(WRITTEN INSTRUCTION): Count how many lines in the items below contain the string "carved", with case mattering, and reply with that number alone.
════════
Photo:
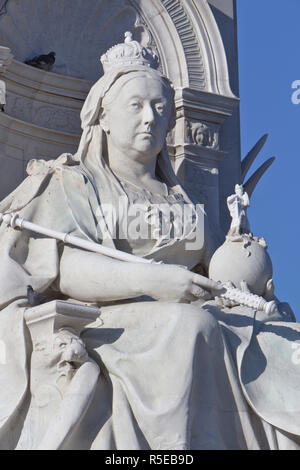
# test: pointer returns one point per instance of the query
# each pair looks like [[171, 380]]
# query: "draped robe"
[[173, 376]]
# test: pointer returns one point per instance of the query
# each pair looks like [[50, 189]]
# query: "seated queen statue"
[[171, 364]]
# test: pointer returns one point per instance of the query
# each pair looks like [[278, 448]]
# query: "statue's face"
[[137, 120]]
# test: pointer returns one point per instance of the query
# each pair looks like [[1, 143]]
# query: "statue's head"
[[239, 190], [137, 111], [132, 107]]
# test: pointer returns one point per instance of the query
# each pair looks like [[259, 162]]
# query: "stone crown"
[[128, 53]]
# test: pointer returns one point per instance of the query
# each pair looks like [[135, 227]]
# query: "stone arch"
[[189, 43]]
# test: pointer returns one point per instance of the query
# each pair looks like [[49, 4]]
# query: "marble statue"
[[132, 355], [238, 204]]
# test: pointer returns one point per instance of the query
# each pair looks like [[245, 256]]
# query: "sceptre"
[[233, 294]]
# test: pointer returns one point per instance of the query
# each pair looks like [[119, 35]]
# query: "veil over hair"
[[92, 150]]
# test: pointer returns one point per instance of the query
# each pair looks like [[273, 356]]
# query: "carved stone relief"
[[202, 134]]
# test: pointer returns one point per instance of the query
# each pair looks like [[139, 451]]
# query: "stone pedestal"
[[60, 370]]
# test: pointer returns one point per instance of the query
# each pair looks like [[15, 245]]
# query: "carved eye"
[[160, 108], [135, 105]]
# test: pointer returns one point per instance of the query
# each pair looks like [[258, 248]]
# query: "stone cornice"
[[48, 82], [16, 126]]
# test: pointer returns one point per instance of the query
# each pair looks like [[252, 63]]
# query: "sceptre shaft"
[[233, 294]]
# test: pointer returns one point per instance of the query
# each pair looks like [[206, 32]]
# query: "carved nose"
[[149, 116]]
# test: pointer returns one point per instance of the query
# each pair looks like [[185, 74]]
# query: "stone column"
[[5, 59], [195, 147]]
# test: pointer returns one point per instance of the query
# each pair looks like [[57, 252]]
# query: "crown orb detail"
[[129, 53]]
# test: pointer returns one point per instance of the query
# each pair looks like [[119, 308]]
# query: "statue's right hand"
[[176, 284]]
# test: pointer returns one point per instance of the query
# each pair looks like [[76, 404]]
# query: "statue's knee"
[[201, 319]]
════════
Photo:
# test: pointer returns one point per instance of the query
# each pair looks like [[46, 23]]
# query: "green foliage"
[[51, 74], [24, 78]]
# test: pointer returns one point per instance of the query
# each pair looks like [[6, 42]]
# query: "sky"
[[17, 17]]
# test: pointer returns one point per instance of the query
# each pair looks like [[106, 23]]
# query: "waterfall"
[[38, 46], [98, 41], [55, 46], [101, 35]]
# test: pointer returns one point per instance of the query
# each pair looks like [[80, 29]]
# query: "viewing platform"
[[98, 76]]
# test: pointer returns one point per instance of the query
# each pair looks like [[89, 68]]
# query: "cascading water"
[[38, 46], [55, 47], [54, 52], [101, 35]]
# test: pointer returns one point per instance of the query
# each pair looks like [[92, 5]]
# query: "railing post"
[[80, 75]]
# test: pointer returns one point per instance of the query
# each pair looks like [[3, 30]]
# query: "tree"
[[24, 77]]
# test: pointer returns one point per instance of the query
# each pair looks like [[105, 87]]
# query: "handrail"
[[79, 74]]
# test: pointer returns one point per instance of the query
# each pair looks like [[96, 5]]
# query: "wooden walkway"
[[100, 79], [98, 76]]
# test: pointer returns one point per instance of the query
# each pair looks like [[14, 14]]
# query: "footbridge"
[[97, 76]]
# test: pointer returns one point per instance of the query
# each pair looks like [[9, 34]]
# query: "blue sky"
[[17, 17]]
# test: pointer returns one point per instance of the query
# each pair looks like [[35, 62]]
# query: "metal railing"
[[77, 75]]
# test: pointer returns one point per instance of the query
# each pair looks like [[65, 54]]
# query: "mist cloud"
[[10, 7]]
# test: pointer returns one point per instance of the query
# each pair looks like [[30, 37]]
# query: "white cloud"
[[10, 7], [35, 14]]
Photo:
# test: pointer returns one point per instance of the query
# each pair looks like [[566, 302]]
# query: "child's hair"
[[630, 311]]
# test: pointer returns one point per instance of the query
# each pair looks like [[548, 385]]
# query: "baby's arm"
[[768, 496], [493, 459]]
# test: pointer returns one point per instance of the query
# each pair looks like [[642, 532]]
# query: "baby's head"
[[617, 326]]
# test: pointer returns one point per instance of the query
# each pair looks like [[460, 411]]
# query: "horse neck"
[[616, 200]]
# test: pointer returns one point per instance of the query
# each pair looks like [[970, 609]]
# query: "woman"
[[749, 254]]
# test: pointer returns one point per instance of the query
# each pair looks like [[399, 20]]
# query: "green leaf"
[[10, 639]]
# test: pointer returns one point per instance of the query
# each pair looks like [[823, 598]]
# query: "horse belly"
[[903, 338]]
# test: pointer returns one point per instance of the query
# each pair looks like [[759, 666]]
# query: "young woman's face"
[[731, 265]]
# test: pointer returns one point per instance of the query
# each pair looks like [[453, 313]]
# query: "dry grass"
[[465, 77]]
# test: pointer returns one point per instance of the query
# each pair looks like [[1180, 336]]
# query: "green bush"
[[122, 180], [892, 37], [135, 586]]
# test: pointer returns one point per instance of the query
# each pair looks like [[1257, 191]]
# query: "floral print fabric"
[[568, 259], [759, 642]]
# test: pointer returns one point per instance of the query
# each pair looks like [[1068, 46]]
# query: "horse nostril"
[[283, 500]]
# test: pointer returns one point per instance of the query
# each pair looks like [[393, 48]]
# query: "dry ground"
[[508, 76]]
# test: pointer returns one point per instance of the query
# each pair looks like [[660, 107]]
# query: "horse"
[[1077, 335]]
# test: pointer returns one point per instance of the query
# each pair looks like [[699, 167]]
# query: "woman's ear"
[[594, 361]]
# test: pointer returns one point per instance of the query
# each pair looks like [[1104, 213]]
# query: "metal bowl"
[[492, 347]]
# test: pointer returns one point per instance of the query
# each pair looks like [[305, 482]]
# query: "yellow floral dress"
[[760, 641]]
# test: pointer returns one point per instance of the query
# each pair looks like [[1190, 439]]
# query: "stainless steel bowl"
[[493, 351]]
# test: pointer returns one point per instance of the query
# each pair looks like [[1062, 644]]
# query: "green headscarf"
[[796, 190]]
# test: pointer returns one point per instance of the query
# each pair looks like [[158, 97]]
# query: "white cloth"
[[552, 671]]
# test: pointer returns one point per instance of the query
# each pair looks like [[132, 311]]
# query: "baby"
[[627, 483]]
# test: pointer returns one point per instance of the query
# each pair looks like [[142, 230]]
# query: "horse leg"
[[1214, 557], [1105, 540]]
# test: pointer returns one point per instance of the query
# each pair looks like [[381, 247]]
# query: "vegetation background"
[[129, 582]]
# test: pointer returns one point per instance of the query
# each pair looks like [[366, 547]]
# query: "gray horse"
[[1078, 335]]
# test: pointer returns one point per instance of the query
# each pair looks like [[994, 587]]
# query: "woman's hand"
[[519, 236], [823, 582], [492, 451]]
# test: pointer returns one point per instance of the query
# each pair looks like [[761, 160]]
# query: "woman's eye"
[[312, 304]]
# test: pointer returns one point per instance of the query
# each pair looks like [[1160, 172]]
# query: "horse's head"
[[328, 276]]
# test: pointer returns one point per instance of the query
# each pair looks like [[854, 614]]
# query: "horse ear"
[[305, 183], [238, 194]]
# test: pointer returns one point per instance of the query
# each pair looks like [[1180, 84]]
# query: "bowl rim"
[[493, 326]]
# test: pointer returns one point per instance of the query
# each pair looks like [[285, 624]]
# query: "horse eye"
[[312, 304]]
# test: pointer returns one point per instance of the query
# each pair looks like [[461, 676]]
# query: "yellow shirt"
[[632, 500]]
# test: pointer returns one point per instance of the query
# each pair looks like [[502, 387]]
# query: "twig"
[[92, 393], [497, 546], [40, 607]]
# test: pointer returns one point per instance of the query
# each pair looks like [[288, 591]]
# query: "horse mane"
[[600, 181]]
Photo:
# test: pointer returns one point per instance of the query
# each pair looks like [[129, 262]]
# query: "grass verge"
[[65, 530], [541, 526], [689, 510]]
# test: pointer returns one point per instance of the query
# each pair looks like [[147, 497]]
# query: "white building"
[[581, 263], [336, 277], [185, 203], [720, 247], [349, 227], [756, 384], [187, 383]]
════════
(SOLUTION): 3